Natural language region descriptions

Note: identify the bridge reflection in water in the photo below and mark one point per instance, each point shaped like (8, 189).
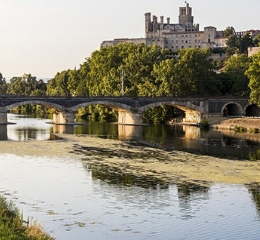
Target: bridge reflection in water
(175, 137)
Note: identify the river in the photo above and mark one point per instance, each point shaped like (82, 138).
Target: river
(73, 201)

Exercise objective
All entries above are to be set down word for word, and the pictures are to be left out.

Output below
Note: identify the bridge reflection in water in the photo below and mark one point per instance, each point shaped like (8, 189).
Target: bridge reflection in water
(175, 137)
Note: identify the river in the photo above and mark one point per instance, each point shaped like (82, 138).
Target: river
(73, 201)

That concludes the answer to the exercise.